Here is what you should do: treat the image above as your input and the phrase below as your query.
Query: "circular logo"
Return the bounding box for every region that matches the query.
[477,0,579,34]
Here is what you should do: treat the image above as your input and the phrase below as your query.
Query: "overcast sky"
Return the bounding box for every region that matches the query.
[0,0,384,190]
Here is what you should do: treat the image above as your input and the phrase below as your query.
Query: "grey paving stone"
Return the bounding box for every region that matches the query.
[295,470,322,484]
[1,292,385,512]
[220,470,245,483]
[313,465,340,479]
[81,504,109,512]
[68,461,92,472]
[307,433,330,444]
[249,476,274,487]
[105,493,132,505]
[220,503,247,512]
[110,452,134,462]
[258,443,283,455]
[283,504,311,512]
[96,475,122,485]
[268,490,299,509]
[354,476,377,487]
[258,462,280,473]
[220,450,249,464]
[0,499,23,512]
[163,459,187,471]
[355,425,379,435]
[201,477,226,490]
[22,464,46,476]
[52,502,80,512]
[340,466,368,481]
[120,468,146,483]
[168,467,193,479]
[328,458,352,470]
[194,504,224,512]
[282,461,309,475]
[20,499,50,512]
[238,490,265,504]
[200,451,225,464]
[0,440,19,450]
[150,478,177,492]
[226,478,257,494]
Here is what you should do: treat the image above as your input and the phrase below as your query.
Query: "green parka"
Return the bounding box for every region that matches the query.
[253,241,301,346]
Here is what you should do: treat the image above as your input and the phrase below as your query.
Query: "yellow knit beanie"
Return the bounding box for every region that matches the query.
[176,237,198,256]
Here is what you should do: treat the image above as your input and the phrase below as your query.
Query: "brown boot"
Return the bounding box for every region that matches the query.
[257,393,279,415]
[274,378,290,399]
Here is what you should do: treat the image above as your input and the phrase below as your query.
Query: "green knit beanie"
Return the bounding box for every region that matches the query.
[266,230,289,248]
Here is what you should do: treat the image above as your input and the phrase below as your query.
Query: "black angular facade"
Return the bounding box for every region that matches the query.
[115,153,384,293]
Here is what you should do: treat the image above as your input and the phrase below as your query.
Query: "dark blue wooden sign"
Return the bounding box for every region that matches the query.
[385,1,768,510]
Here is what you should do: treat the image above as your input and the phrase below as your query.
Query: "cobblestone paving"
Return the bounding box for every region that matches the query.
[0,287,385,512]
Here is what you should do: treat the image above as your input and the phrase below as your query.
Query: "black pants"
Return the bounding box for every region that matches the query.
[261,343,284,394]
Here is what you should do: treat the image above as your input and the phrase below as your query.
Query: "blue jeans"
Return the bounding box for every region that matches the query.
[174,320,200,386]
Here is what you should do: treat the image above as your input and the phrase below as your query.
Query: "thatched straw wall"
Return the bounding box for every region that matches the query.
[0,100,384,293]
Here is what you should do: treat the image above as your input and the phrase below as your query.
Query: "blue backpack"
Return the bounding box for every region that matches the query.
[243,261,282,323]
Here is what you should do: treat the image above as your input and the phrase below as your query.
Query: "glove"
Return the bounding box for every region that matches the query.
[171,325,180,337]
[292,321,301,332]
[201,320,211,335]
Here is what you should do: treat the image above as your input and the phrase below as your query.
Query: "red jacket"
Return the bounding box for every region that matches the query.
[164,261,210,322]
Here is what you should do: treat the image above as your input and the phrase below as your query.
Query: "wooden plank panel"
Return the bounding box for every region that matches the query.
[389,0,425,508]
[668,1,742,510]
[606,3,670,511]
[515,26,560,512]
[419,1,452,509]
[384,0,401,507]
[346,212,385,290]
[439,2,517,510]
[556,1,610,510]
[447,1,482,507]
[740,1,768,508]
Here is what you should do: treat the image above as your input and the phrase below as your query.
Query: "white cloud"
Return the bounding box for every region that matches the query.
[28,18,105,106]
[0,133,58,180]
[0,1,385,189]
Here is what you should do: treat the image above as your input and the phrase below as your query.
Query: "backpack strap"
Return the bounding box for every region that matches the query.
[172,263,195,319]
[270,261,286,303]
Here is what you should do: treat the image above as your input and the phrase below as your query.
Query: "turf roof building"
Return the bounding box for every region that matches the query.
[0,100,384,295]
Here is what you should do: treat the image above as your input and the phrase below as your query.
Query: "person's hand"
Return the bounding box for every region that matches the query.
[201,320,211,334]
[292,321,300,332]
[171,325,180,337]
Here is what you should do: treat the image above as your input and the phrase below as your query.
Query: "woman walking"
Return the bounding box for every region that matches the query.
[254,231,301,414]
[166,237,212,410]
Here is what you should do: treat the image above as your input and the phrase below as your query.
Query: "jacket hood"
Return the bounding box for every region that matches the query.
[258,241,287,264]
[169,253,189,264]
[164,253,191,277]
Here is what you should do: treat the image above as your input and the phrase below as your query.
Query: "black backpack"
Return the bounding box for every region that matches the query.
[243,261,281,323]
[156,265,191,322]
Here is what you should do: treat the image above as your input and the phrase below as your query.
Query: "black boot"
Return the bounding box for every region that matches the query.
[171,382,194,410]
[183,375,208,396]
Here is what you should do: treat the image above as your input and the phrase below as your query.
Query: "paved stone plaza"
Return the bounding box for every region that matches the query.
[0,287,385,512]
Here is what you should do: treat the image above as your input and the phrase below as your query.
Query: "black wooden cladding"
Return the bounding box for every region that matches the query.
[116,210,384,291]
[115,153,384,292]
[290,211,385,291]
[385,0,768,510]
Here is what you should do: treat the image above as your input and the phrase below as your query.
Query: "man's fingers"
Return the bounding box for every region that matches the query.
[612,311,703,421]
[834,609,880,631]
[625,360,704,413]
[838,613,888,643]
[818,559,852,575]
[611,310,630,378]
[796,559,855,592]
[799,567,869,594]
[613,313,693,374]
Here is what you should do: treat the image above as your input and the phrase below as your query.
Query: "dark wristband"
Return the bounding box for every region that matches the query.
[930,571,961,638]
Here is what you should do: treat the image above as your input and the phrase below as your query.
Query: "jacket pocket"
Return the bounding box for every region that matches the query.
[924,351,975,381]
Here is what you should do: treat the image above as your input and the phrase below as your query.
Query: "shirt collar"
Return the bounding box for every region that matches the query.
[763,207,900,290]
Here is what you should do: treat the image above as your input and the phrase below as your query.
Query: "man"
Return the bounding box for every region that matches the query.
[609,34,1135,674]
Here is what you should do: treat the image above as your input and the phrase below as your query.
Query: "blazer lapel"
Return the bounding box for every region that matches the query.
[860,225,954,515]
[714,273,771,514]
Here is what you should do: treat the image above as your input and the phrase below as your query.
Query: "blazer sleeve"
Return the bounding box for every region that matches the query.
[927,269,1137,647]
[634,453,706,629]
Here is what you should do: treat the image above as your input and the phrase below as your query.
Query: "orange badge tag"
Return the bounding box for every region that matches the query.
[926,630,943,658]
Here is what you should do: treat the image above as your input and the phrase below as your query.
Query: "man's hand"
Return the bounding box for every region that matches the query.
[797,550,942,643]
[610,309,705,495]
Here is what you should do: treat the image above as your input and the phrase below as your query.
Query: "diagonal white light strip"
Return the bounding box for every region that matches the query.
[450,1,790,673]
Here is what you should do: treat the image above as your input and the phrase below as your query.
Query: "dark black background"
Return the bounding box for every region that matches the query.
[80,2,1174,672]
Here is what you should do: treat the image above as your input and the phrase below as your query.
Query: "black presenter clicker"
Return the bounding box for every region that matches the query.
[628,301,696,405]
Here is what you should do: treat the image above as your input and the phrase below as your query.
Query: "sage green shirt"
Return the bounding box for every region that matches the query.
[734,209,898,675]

=-=-=-=-=

Return the entries above exactly as they were written.

▶ Problem solution:
Here is what you should do: treat the image above as your input and the phrase below as your query.
Query: "circular logo"
Return the bounding box for every region that matches the query.
[477,0,579,34]
Here is what you should do: treat the image above as your input and the phrase below as your query.
Query: "overcast sky"
Return the bounding box for every region that matches the query.
[0,0,384,190]
Here is what you should do: treat the image above as your input and the phrase below as your query.
Query: "grey paving stone"
Return the bounding box for every region that matches the query.
[295,470,322,484]
[1,292,385,512]
[220,470,245,483]
[313,465,340,479]
[81,504,109,512]
[68,461,92,472]
[307,433,330,444]
[249,476,274,487]
[105,493,132,505]
[220,503,247,512]
[110,452,134,462]
[258,443,283,455]
[283,504,311,512]
[96,475,122,485]
[268,490,299,509]
[354,476,377,487]
[258,462,280,473]
[220,450,249,464]
[0,499,23,512]
[163,459,187,471]
[355,425,379,435]
[201,477,226,490]
[22,464,46,476]
[52,502,80,512]
[340,466,368,481]
[120,468,146,483]
[168,467,193,479]
[328,458,352,470]
[194,504,224,512]
[282,461,309,475]
[20,499,50,512]
[238,490,265,504]
[200,451,225,464]
[0,440,19,450]
[150,478,177,492]
[226,478,257,494]
Here is what you should do: treat the image above as your input and the phrase below as your query.
Query: "green parka"
Return the bounding box for every region that matches the query.
[253,241,301,346]
Here is what you should do: treat the image above as your input and the phrase below as your query.
Query: "yellow knit beanie"
Return the bounding box for every region that matches the query.
[176,237,198,256]
Here is what you should do: treat the image above as your input and the phrase below as your query.
Query: "brown boot"
Return the bounding box for every region that matches the query.
[257,393,279,415]
[274,378,290,399]
Here is what you should do: treat the image above as your input and the phrase below as your query.
Query: "green knit beanie"
Return the bounding box for every region that matches the query.
[266,230,289,248]
Here is what you should do: treat the image above as your input and the phrase below as your query.
Query: "black angular facade"
Return the bounding box for every region that matches the query.
[115,153,384,293]
Here is what you should do: treat the image above as your input and the phrase below as your query.
Query: "dark blue wooden sign"
Return the bounding box for every region that matches the query.
[385,1,768,510]
Here is what you should do: treat the image above as your input and the phrase below as your query.
Query: "cobblestone paving"
Return the bounding box for every region that matches the query.
[0,287,385,512]
Here is what you should do: treat the image above as your input and the phrase below as your query.
Query: "black pants"
Return the bounding box for every region that matches the query.
[261,343,284,394]
Here is what you should do: treat the image above as your input and the phrase below as your query.
Query: "blue jeans"
Return the bounding box for every region that matches the query.
[174,320,200,386]
Here is what you should do: treat the image above as your input and the phrase below as your query.
Query: "thatched straw wall"
Return the bounding box for every region that matches the query.
[0,100,384,293]
Here is what you should do: treat the image above as your input and the phrase below as your query.
Query: "blue backpack"
Return the bounding box for every region that matches the query.
[243,261,282,323]
Here is what you should do: treat the image above as your input and the phrase below as your query.
Query: "glove"
Return the bounding box for every region that matches the query.
[171,325,180,337]
[292,321,301,332]
[201,320,211,335]
Here is what you should do: treat the image above as your input and the phrase below as your query.
Query: "red jacket"
Return the bounding box for every region that matches the query.
[164,261,210,322]
Here is what you should do: treat the image above as your input and the phrase below as your query.
Query: "wooden plank panel"
Return the bounding box for every region that matches the query.
[389,0,425,508]
[668,1,742,510]
[606,3,670,511]
[515,26,560,512]
[419,1,452,509]
[384,0,401,507]
[346,212,385,290]
[439,2,517,510]
[556,1,610,510]
[447,1,482,507]
[740,1,768,508]
Here is what you should do: treat the image above as your input and the phrase below as your query.
Query: "white cloud"
Return the bounding box for every region that matches the query.
[28,18,105,106]
[0,133,58,180]
[0,1,385,189]
Here is what you should do: treat the image above as your input and the phrase below as your query.
Query: "backpack strap"
Return the bounding box for every region that matches the query.
[172,263,195,319]
[270,261,286,303]
Here is what you should do: treat the image above as your input and the phrase below as your query.
Query: "turf roof building"
Return the bounding box for every region that matches the query.
[0,100,384,295]
Here is what you should do: treat the image above as your input and the phrase below as your query.
Query: "person's hand"
Return the bounding box for every region that matches the query.
[201,320,211,334]
[292,321,300,332]
[171,325,180,337]
Here is what you should do: treat the image above as your input and the phrase below as your query.
Query: "woman walking"
Return the bounding box for every region that matches the query.
[254,231,301,414]
[166,237,212,410]
Here is what you should do: treat the image above as your input and the phrase below as your query.
Query: "jacket hood"
Return the bounding box for every region that matches the query.
[258,241,287,264]
[169,253,189,264]
[164,253,191,277]
Here is what you should do: treat the image above as your input and the phrase below as your query.
Query: "black backpack"
Return the bounding box for every region that matches the query.
[243,261,281,323]
[156,265,191,322]
Here is what you should do: treat the image above as your input and the phrase below as your query.
Query: "black boot"
Return the bounding box for every region that matches the query.
[171,382,194,410]
[183,375,208,396]
Here is what you should do: treat the image above as your input and the phrase below as your query.
Query: "paved stone plaza"
Return the bounding box for every region that matches the query.
[0,287,385,512]
Here is what you should do: treat the image above as your input and the phrase below as your query.
Query: "black wooden cladding"
Return the bounding box for every region that matches the query.
[116,210,384,291]
[115,153,384,292]
[290,211,385,291]
[385,0,768,510]
Here is what you should do: treat the image above as your input and the phrase below as your query.
Query: "man's fingers"
Return the bounding box for every region that matches the query.
[612,311,703,421]
[834,609,880,631]
[625,360,704,413]
[838,613,888,643]
[818,559,852,575]
[611,310,630,378]
[796,559,855,592]
[799,567,869,594]
[613,313,693,374]
Here is what you should do: treat the image above as your input and the phrase below as your query.
Query: "dark wristband"
Return the bounding box for every region that matches the query.
[930,571,961,638]
Here is what you should do: treat the image above as your input and the phrase below as your query.
Query: "jacket pocket"
Return the bounding box for every region that matches the query.
[924,351,975,381]
Here is what you should do: treat the image above as your input and the phrase below as your query.
Query: "shirt collar"
Return the bounding box for every region that matches the query.
[763,207,900,290]
Here is what you should do: treat the image above as your input and the phrase below as your query.
Query: "man"
Return the bounding box for every region that matches the query.
[609,34,1135,674]
Here is what you should do: treat the image above as your input and the phrase below as your query.
Query: "blazer lapel"
Return the bounding box for every region that matches the query.
[860,225,954,515]
[714,273,771,514]
Here is what you should do: treat the image above as your input and the phrase below as your query.
Query: "blazer sleeve"
Return the bounding box for every region that matches the query.
[927,269,1137,647]
[634,453,706,629]
Here is what you should do: treat the image above as your input and the phrase below as your query.
Query: "orange badge tag"
Return the bounding box for every region that matches the query.
[926,630,943,658]
Here is what you should do: treat the image above as your input and the phrase below as your query.
Query: "man's hand"
Return the bounding box for every region that matches the query.
[797,550,942,643]
[610,309,705,495]
Here is what you should do: treat the image above as your input and the phrase below as your query.
Query: "diagonal white light strip"
Return the bounding box for every region that matches the query.
[450,1,790,673]
Here is what you should do: treat the image above as your input and the phrase below as your query.
Query: "dark black background"
Return the bounding box for every region that matches the query.
[80,2,1174,672]
Here is what you should do: treat the image above as your input and the phrase below as your query.
Query: "black presenter clicker"
Return the bounding box for every region that matches the query.
[628,301,696,405]
Here is what you should do: treat the image above as your input and the phrase below as your query.
Query: "sage green shirt"
Return the bounding box for every region that matches the query.
[734,209,898,675]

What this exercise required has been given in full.